## Set exercise
Return, word for word, the part of the post on Nietzsche's maxim starting with "My life has" and going on through "sure it does.".

## Document extract
That which does not kill us makes us stronger”: Friedrich Nietzsche

Was Nietzsche right? When someone survives trauma, does it automatically follow they are stronger having had that experience?

My life has been thankfully free of abuse and major trauma. Also, compared to many people I've known, the level of dysfunction in my family of origin has been minimal. Still, even if my depths didn't reach as low as others I've known, they felt pretty bad. Obviously, I survived. Does my survival support Nietzsche's claim? I'm no longer sure it does.

Over the last several years, some of the memoirs of loss I've read have made me very suspicious of this oft-quoted maxim. Is its enduring popularity perhaps tied to the stoic ring it has? Hearing someone telling a person who is in grief to "be strong" often annoys me. Is there something wrong with saying instead "be sad"? Or, if "be strong" is the best you can do, keeping quiet? 

2 comments:

  1. For me, the question is not whether or not tragedy makes us stronger, but whether or not it holds the monopoly on making us stronger. I believe that any event, tragic or otherwise, that causes us to stretch outside our comfort zone into a different person, can make us stronger, or wear us down. I have had my share of trauma, however it was not the trauma, but the work done to overcome its damage, that made me a different person, perhaps stronger, perhaps just changed, but not weaker...because of the work I did, not the trauma itself.

Records:
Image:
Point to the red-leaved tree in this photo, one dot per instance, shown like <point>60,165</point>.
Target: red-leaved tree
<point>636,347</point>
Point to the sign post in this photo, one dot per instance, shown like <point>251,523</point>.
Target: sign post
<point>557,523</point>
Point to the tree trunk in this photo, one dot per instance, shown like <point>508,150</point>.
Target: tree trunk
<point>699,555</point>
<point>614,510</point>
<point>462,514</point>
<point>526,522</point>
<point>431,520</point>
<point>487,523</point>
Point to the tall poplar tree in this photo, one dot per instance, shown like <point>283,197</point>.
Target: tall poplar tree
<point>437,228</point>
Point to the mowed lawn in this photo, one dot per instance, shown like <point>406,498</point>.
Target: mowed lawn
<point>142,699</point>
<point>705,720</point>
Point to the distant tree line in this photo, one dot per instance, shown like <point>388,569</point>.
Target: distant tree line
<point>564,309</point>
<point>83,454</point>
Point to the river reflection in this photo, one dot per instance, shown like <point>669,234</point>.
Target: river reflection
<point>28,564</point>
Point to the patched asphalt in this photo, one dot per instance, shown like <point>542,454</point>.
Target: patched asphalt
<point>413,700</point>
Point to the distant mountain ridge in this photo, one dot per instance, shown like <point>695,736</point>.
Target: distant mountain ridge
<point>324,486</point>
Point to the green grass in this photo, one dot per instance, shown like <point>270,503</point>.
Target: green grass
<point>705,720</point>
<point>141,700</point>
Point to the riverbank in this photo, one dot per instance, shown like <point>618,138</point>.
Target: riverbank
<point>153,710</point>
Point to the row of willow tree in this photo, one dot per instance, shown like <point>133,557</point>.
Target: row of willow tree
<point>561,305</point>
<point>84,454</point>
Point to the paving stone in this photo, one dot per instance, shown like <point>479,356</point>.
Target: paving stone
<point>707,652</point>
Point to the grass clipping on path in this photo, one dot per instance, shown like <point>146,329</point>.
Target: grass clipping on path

## Task result
My life has been thankfully free of abuse and major trauma. Also, compared to many people I've known, the level of dysfunction in my family of origin has been minimal. Still, even if my depths didn't reach as low as others I've known, they felt pretty bad. Obviously, I survived. Does my survival support Nietzsche's claim? I'm no longer sure it does.